Text shown –
Thursday, April 17, 2014

I'm Going On a Mission

So I'm actually writing this before many of you will have heard the news. Starting, anyway. I've had so many thoughts during the decision, papers, and submitting process that I have wanted to write down, that I decided to just throw this post into a draft folder, and release it when I announce. And if you're reading it, that means I announced it today! Or, you know, some time in the near past.
When I first started thinking about a mission, I was at the VC with my Sisters, and realized that even though I had a TON of homework, I didn't really care. I just wanted to stay there and continue to talk about gospel things. When I related the thought to them, they gave me a knowing look, and I said "Crap. That's what a mission is..." to which they laughed and nodded.
Since then, there have been many little instances, many promptings that this was the direction I needed to go. I remember the biggest "aha" moment was when we were discussing the restoration in Institute. Brother Chatwin had us write down things that we had because of the Gospel. I wrote down plenty of things, and then he asked, Now what are you willing to sacrifice in thanks?
Crap, I said, looking at the ceiling....
I knew a mission is what He wanted me to do. And I wasn't in love with the idea.
I always said that if Heavenly Father told me I needed to go on a mission, I would do it... I just enver thought he would. I'm 23, I should already have 2 kids and a 3rd on the way, according to the Official Mormon Timeline.
(not a real thing, non-member people. It's a joke.)
But when I decided, I was firm on my decision. Which is unusual for me, as I'm the most indecisive person in the WORLD. That's how I know it's right, because I will waffle on everything.
Going back to the sacrifice thing. I was worried most about leaving smack dab in the middle of my degree. I'm not going to be able to sing as much as I do now. How is my voice going to fair over the next two years? How am I going to come home, and immediately have to give my junior recital, and be prepared for it? I've come to realize that none of that matters, in the eternal perspective. He will provide for me as I serve Him, and after I have served Him.

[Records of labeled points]
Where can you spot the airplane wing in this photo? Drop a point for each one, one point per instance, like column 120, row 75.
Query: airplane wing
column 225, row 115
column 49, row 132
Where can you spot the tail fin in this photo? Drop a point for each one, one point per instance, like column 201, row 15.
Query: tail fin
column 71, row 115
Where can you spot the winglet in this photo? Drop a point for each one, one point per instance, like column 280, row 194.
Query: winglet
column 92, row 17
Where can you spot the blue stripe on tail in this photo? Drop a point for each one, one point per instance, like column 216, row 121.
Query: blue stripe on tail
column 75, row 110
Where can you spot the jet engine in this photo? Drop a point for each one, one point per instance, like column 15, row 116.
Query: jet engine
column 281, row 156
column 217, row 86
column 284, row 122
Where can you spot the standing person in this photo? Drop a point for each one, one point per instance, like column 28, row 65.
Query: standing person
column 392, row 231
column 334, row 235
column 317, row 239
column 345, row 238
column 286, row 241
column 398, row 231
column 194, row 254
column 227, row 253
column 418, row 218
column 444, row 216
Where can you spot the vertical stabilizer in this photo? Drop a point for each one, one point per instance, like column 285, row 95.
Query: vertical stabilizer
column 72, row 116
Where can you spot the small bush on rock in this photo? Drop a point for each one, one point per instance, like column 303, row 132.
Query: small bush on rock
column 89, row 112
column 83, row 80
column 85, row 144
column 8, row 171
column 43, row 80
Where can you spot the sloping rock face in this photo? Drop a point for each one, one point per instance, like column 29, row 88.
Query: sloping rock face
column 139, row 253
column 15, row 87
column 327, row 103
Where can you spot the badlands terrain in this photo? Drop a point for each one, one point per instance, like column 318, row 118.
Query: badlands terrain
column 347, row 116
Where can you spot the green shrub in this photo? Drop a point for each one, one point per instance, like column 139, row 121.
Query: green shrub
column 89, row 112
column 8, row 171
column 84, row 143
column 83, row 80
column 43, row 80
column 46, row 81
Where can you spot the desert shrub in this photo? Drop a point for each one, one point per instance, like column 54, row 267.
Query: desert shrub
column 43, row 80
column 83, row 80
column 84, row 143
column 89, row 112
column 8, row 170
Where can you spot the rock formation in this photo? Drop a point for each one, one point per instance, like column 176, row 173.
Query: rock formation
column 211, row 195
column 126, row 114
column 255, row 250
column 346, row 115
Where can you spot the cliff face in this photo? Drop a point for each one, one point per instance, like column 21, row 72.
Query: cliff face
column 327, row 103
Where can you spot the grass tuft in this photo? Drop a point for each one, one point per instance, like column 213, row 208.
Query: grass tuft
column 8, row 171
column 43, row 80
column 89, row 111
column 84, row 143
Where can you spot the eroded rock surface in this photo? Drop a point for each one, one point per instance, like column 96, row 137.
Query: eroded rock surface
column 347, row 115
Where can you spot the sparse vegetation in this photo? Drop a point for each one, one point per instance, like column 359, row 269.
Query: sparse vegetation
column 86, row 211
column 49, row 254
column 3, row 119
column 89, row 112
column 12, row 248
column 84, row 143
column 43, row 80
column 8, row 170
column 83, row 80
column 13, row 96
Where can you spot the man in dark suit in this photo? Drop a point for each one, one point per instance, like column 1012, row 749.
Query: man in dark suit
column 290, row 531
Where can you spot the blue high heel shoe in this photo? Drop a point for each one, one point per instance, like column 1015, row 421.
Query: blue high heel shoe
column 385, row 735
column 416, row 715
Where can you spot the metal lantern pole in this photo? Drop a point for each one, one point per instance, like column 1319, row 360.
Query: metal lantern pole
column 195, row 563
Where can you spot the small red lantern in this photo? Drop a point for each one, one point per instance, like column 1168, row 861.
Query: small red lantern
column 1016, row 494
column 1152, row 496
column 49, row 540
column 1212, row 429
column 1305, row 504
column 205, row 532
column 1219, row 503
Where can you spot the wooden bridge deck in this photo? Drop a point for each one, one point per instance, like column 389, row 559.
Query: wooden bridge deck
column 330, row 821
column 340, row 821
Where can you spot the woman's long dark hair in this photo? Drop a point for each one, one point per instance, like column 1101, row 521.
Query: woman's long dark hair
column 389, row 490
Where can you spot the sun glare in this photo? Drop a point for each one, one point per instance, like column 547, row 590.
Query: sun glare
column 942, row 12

Exercise task – In the blog post, what did Brother Chatwin have the Institute class write down? The records are separate material with no connection to the blog post.

Reply to the task – Things they had because of the Gospel.